**Text:**
◇ ◇ ◇ ◇

Building a Strong Workforce in Culturally Conscience Hotels Worldwide

with Robb Webb of Hyatt Hotels

Chief HR officer Robb Webb is the point man for Hyatt’s 90,000 employees that span the globe. It’s a crucial role, as Hyatt’s culture begins and ends with its staff on the ground.

The core of Hyatt Hotels Corporation’s business philosophy is to provide authentic hospitality. But great hospitality is more than just superb room service, high-end facilities, and a smooth checkout process. “I think the ability to build and sustain a culture that serves as a bond for our colleagues all around the world is really important,” says Robb Webb, Hyatt’s chief  human resources officer. So how does a global company like Hyatt empower its 90,000 employees to deliver consistent, excellent service in about 480 hotels? Hyatt does it by ensuring that its evolving culture is protected as it expands to new countries. “We’re not driven to be the largest hotel company on earth; we’re driven to be the preferred hotel company in the markets where we have a presence,” Webb says. “We believe that to become the preferred brand begins with our workforce.”

1. Honor the Local Culture

Whether it’s through the decor or the dining options, Hyatt embraces the surrounding culture and the local marketplace of its properties in order to be culturally relevant. “If you are in a hotel in South America or the Middle East, that hotel has to be very much a part of the community and the culture,” Webb says. “A guest should not walk into a Hyatt [hotel] and not know what country they’re in.”

Webb, who grew up outside of Toronto, recalls how some American-owned companies ignored the significance of being culturally relevant when they conducted business in Canada. He explains that Hyatt’s decentralized structure allows its hotel chains to take on a local “personality” within its international properties located in about 45 countries. “We honor the culture wherever we are because it’s important to our guests and our workforce,” he says. “Even though the world is becoming much more global, it doesn’t mean that people are not proud of their heritage and culture.”

2. Enhance The Employee Experience

Webb and his team introduced the People Brand, an employee-relationship initiative to underscore the company’s values and to shape [employees’] experiences while working at Hyatt. “It helps people understand the expectations that we have and acknowledges the expectations that an individual has when they come to work for us,” he says. The Hyatt People Brand is a global framework that is implemented locally, so as to incorporate the personality and the cultural norms of the hotel. It provides Hyatt associates with a personal touch in the way it approaches orientation, recognition, and development from the first point of contact.

3. Measure Staff Engagement

Attracting guests to a hotel is one part of the business, but staffing a property with actively engaged associates is another facet. In 2008, Hyatt began to measure associate engagement using short, 12-question surveys from Gallup. “Engagement is something that is achieved, or not, every day of the year,” Webb says. He describes engaged associates as people who have an emotional attachment to their work. “It conjures up the idea of a person who personally delivers the brand every time they come in contact with a guest or a coworker,” he says. “Finding those people and providing them with an environment where they love what they do—providing them with great career opportunities—will be the difficult thing for other companies to replicate.”

◇ ◇ ◇ ◇

**Listed entries:**
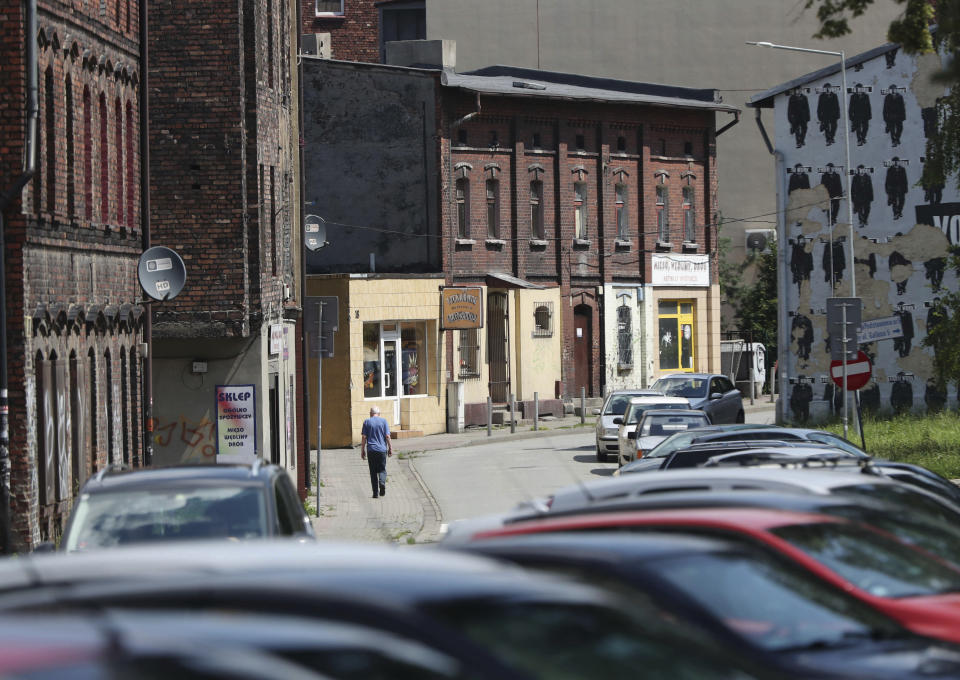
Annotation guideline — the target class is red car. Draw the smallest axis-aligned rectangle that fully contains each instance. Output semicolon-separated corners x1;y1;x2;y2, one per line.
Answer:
474;508;960;642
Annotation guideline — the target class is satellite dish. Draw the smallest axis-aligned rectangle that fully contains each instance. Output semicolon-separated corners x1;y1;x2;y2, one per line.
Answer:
303;215;327;251
137;246;187;302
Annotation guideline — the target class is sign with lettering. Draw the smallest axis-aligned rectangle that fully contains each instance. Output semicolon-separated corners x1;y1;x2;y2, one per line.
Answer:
215;385;257;463
440;286;483;331
651;253;710;287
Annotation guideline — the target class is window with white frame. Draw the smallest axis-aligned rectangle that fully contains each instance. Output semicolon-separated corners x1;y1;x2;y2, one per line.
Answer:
314;0;343;15
533;302;553;338
617;305;633;368
573;182;587;239
457;328;480;378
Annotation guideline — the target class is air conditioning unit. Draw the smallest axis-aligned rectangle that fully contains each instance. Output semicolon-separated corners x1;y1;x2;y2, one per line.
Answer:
300;33;332;59
744;229;777;253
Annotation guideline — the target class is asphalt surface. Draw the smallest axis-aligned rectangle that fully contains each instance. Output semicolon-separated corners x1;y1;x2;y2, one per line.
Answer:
308;397;774;544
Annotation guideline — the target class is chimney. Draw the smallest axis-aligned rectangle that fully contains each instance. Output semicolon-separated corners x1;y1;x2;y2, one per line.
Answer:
386;40;457;71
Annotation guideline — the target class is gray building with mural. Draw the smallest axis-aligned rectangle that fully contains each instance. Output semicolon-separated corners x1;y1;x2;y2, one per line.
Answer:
750;44;960;421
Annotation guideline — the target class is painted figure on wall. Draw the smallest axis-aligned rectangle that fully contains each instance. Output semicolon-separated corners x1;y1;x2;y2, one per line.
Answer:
847;83;873;146
850;165;873;227
820;163;843;224
884;156;907;220
883;85;907;146
787;87;810;149
817;83;840;146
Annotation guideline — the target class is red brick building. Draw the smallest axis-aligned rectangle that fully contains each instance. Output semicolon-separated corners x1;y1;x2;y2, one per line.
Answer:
0;0;144;549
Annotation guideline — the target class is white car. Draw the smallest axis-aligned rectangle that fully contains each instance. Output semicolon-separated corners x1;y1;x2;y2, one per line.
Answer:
593;389;663;463
613;397;690;465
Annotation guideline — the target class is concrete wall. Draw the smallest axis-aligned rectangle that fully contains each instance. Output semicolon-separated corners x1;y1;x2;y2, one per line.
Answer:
763;46;960;420
303;58;440;274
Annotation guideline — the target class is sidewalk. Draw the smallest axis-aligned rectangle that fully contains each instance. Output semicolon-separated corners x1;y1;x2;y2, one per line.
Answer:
308;397;774;544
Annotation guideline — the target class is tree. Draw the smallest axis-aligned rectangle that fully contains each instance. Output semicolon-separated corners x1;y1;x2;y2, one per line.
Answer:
921;246;960;390
805;0;960;188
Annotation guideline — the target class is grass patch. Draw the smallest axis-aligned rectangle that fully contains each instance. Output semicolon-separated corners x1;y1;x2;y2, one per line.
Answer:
822;411;960;479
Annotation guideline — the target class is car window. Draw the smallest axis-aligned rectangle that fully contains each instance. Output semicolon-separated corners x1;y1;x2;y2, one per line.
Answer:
65;485;267;551
770;522;960;598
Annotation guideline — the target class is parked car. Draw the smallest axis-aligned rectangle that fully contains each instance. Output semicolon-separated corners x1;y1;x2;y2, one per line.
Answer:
613;397;690;457
50;460;314;552
593;389;663;462
618;409;710;466
452;532;960;680
0;540;774;680
475;508;960;644
650;373;745;423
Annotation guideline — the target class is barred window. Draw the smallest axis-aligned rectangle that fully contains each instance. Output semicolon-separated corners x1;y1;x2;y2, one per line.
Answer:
617;305;633;368
457;328;480;378
533;302;553;338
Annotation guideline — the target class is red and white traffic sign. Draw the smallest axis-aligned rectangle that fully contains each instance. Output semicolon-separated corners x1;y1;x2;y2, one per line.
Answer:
830;352;873;390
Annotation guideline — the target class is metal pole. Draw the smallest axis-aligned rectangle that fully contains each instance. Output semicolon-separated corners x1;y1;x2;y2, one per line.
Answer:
487;394;493;437
533;392;540;430
317;300;324;517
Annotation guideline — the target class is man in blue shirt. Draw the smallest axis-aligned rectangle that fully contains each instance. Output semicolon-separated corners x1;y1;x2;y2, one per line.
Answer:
360;406;393;498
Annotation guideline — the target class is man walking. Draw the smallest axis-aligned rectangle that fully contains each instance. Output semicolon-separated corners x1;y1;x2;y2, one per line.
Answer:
360;406;393;498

◇ ◇ ◇ ◇

**Exercise:** Set down the passage from the Hyatt workforce text word for word, starting at "Building a Strong" and ending at "on the ground.". Rely solely on the text for what follows.

**Solved problem:**
Building a Strong Workforce in Culturally Conscience Hotels Worldwide

with Robb Webb of Hyatt Hotels

Chief HR officer Robb Webb is the point man for Hyatt’s 90,000 employees that span the globe. It’s a crucial role, as Hyatt’s culture begins and ends with its staff on the ground.